Extrait choisi »
·····

Esther Duflo, Nobel des pauvres
Invitée à l’Université de Genève pour recevoir un doctorat honoris causa et donner une conférence, Esther Duflo, prix nobel d’économie 2019, présente l’idée d’un « plan Marshall » qui permettrait aux pays pauvres les plus vulnérables de s’adapter aux conséquences des changements climatiques.
Ses travaux auraient permis d’améliorer le quotidien de plus d’un demi-milliard de personnes parmi les plus démunies de la planète. Lauréate du prix Nobel d’économie 2019 – conjointement avec son époux et professeur d’économie Abhijit Banerjee et l’économiste du développement Michael Kremer – pour ses travaux sur la lutte contre la pauvreté, Esther Duflo a développé une méthode permettant d’évaluer l’efficacité des mesures d’aide au développement qui a été adoptée par de nombreux gouvernements aux quatre coins de la planète. Professeure au Département d’économie du Massachusetts Institute of Technology (MIT), celle qui a été la conseillère de l’ancien président des États-Unis Barack Obama milite aujourd’hui pour la mise en place d’une sorte de plan Marshall permettant aux pays disposant des plus bas revenus de s’adapter aux changements induits par l’évolution du climat. Elle a défendu cette idée lors de son récent passage à Genève où elle était invitée pour la remise d’un doctorat honoris causa dans le cadre du Dies Academicus et en tant qu’oratrice de la Conférence Luigi Solari 2023, organisée par l’Institut d’économie et d’économétrie (Faculté d’économie et de management). Morceaux choisis.
L’impact des changements climatiques sur la pauvreté
Le changement climatique et ses multiples conséquences risquent de réduire à néant les progrès qui ont été accomplis au cours des trente dernières années en matière de lutte contre la pauvreté. Face à la gravité de la situation, les pays riches – et en particulier les plus riches de leurs habitant-es – ne peuvent pas rester les bras croisés. Ils ont une responsabilité envers les populations pauvres de la planète. Le réchauffement climatique actuel, causé par les activités humaines, est en effet très largement imputable aux pays du monde occidental qui rechignent pourtant à accepter l’idée qu’ils devraient payer pour leurs erreurs passées. Au lieu de cela, ils préfèrent souvent pointer du doigt des pays comme la Chine ou l’Inde au motif que ce sont eux qui polluent aujourd’hui le plus massivement la planète. Le problème avec cet argument, c’est qu’une large part des émissions actuelles de CO2 de l’Inde ou de la Chine est due à la production de biens qui sont consommés pour l’essentiel en Europe et aux États-Unis.

·····

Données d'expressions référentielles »
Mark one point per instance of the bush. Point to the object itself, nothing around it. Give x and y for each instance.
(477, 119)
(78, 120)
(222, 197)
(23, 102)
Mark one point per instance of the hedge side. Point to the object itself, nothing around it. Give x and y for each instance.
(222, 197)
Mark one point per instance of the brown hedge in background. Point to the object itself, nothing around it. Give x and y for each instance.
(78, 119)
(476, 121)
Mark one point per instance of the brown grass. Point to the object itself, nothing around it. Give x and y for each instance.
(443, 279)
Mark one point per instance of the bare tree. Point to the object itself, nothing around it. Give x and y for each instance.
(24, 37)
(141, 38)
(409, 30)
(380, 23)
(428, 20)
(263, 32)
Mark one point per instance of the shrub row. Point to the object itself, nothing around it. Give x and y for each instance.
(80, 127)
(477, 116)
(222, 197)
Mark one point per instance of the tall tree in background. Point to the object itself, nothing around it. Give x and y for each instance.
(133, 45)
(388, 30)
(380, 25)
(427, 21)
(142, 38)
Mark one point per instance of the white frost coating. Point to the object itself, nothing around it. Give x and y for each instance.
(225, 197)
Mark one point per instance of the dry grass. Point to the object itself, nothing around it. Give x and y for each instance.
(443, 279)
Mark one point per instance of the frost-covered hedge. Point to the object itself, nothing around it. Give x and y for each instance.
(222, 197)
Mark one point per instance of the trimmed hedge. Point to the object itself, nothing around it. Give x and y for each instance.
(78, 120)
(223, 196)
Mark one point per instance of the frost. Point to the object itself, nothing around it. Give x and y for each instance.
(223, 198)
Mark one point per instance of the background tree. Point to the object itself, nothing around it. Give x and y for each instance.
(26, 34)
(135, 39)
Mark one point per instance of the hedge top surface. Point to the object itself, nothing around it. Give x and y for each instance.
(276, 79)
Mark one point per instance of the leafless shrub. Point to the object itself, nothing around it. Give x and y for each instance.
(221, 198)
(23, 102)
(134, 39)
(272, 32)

·····

La consigne »
Poursuivez l'article consacré à Esther Duflo à partir de sa dernière phrase. Ces données ne servent à rien ici.

Réponse rédigée »
Le calcul de l’empreinte carbone
C’est une opération assez complexe. Si on s’en tient aux émissions de CO2, une personne qui roule en voiture électrique obtiendra un score très bas. Mais si on y inclut la part d’électricité non durable consommée par ce même individu ainsi que l’énergie nécessaire à la fabrication de sa voiture, et notamment de la batterie qui l’équipe, le résultat changera drastiquement. Certains chercheurs ont développé des modèles permettant de calculer la distribution mondiale des empreintes carbone en fonction du revenu. Il en ressort que le 1 % de la population mondiale le plus riche émet plus de CO2 que la moitié de la population mondiale la plus pauvre. Ces modèles révèlent également que si nous parvenions à éliminer complètement l’extrême pauvreté, soit les personnes vivant avec moins de 2 dollars par jour, les émissions mondiales n’augmenteraient que d’environ 2 %. Cela signifie qu’il n’y a pas à choisir entre l’éradication de la pauvreté et la sauvegarde de la planète.
Le prix des changements climatiques
Le coût du changement climatique, en particulier en termes de vies humaines, va se faire sentir le plus lourdement dans les parties les plus pauvres du monde. Il y aura certes des conséquences désagréables dans des pays comme la Suisse, avec le recul des glaciers, la fonte du pergélisol et la modification du cycle hydrologique. Mais si on parle de vie et de mort, ce qui devrait rester le principal critère pour évaluer les conséquences du changement climatique, le cœur du problème se trouvera dans les pays pauvres. D’abord parce qu’ils sont déjà situés dans des zones chaudes qui totalisent le plus de jours par an avec des températures dépassant les 32 °C – un phénomène qui va encore s’accentuer dans le futur. Ensuite parce que le coût des jours de canicule en termes de vies humaines n’est pas le même partout. Si vous vivez au Texas, vous allumez l’air conditionné chez vous et vous vous rendez dans votre bureau conditionné avec votre voiture conditionnée. La probabilité que vous mouriez à cause d’un pic de chaleur est donc très faible, sauf si vous êtes sans abri ou extrêmement défavorisé. Si vous habitez au Pakistan, par contre vous risquez fort de ne pas disposer de l’air conditionné dans votre logement, de ne pas avoir de voiture pour vous rendre à votre travail et de passer la journée soit dans les champs, soit sur un chantier, avec des conséquences plus graves pour la santé. Si nous continuons à maintenir nos émissions actuelles, les projections pour 2100 montrent que des régions comme la Suisse, le Royaume-Uni ou le nord de la France comptabiliseront moins de morts dus au climat qu’aujourd’hui. À l’inverse, on en déplorera beaucoup plus dans des régions comme le Sahel, la Somalie, le Pakistan, le Maghreb, voire le sud de l’Europe. Si bien qu’à l’échelle globale, on estime qu’il y aura 73 morts supplémentaires pour 100 000 personnes par rapport aux chiffres actuels, soit plus que les décès causés par les maladies infectieuses.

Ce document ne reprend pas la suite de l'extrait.